▶ **THE PROBLEM**
Give the lines again exactly, from the one holding "Guideline: for each instance of the hare's long" to the last line of the listing below, both ends included and nothing added.

• • •

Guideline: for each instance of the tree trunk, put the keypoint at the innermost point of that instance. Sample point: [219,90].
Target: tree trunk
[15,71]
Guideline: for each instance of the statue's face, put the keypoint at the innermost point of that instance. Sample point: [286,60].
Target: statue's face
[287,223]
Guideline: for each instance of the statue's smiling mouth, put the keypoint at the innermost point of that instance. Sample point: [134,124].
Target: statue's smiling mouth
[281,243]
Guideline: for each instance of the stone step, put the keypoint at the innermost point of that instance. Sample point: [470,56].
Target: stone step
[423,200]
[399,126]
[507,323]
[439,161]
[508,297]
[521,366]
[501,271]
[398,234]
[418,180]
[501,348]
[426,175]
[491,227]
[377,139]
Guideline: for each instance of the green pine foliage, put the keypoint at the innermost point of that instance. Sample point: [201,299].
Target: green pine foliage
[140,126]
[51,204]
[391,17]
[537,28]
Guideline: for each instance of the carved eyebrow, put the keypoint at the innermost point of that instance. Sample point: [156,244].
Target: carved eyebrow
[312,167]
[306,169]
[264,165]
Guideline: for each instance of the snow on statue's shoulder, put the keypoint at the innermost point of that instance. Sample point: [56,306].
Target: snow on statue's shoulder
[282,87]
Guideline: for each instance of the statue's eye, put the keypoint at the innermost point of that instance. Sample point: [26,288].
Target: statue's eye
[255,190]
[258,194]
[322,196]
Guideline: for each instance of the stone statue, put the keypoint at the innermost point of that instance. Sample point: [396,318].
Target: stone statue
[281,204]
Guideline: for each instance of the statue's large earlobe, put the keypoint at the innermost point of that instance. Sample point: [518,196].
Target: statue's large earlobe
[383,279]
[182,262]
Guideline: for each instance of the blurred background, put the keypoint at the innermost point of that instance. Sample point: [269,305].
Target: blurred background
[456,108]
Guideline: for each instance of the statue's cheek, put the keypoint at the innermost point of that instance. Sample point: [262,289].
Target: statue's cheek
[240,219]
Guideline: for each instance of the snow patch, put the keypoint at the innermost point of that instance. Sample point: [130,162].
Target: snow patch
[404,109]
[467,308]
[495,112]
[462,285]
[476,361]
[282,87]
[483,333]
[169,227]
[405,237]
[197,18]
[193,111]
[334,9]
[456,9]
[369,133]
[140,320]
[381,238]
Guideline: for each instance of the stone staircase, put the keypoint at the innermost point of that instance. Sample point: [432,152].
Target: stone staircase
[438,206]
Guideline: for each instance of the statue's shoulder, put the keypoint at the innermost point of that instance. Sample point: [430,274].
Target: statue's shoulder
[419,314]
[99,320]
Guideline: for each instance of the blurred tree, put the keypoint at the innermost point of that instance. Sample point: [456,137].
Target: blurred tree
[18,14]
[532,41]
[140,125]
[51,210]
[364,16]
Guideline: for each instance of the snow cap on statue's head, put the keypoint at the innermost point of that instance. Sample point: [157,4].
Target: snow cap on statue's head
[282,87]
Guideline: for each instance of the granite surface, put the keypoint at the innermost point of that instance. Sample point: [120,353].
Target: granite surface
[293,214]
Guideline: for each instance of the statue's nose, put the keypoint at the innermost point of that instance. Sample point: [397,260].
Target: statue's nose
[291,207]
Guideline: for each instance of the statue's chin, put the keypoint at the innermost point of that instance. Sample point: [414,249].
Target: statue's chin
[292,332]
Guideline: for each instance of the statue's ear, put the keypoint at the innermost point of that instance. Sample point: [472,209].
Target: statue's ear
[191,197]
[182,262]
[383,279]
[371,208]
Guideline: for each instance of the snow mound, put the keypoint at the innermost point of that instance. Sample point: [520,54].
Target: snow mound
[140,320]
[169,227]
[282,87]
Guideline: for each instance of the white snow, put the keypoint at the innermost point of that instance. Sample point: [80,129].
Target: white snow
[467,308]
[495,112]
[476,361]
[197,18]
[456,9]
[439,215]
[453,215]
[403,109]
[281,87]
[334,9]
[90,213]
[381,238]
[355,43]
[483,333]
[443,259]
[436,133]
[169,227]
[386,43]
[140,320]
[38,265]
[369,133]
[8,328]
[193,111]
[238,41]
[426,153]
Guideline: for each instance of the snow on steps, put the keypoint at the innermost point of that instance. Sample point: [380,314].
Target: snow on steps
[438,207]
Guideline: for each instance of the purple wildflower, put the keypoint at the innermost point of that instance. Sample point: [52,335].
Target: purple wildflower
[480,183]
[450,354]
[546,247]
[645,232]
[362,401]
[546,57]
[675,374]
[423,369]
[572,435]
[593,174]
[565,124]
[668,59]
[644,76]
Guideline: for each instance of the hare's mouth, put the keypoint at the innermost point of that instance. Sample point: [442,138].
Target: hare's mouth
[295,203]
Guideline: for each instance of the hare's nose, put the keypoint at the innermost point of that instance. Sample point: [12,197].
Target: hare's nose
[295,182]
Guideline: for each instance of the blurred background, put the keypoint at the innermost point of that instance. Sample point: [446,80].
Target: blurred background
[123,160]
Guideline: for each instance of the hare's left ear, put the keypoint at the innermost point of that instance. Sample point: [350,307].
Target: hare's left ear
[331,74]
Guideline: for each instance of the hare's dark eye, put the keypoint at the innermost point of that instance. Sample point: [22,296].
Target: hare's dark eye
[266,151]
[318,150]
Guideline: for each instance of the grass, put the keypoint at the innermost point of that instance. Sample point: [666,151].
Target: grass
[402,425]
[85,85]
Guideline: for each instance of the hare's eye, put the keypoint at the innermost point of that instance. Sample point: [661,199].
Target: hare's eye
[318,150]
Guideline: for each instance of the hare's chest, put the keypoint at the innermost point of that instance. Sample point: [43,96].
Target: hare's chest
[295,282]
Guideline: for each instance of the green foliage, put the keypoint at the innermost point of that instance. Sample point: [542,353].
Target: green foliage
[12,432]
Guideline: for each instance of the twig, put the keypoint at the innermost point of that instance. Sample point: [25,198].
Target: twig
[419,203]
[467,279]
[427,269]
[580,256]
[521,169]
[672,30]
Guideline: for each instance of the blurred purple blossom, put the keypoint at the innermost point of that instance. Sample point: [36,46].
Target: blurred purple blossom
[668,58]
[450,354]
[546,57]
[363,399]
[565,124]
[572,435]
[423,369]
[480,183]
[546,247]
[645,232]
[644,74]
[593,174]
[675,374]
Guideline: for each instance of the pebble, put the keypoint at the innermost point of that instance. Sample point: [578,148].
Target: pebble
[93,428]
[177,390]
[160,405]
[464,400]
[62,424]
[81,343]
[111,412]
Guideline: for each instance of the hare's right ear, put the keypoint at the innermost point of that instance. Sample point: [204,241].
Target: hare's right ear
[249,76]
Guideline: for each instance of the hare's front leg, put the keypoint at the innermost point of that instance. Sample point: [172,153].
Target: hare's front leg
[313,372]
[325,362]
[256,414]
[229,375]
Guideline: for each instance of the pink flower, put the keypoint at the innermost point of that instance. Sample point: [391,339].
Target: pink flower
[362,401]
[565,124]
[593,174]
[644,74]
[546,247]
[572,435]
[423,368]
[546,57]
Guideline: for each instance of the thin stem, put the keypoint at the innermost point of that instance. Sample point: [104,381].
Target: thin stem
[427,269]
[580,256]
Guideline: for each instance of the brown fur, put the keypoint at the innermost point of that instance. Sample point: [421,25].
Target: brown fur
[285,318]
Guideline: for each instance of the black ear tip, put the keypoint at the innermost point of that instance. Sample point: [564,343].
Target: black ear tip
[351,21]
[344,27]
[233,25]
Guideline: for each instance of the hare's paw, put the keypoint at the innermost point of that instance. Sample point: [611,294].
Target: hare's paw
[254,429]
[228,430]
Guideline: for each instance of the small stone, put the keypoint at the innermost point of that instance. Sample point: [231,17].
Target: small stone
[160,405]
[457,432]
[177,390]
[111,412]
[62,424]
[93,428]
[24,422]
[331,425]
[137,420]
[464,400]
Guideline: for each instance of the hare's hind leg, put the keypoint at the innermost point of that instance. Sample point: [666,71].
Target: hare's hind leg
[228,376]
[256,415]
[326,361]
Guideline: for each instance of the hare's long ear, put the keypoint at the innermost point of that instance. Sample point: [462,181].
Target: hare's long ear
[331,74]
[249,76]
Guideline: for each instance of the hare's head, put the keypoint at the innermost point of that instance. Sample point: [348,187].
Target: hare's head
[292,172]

• • •

▶ **EXPECTED ANSWER**
Guideline: for each instance of the hare's long ear, put the keypoint at the innermost point of that instance. Sample point: [462,181].
Target: hare's long ear
[331,74]
[249,76]
Guideline: for each instance of the hare's head, put the keypoint at the innermost point of that instance. Sample point: [348,187].
Target: hare's head
[292,172]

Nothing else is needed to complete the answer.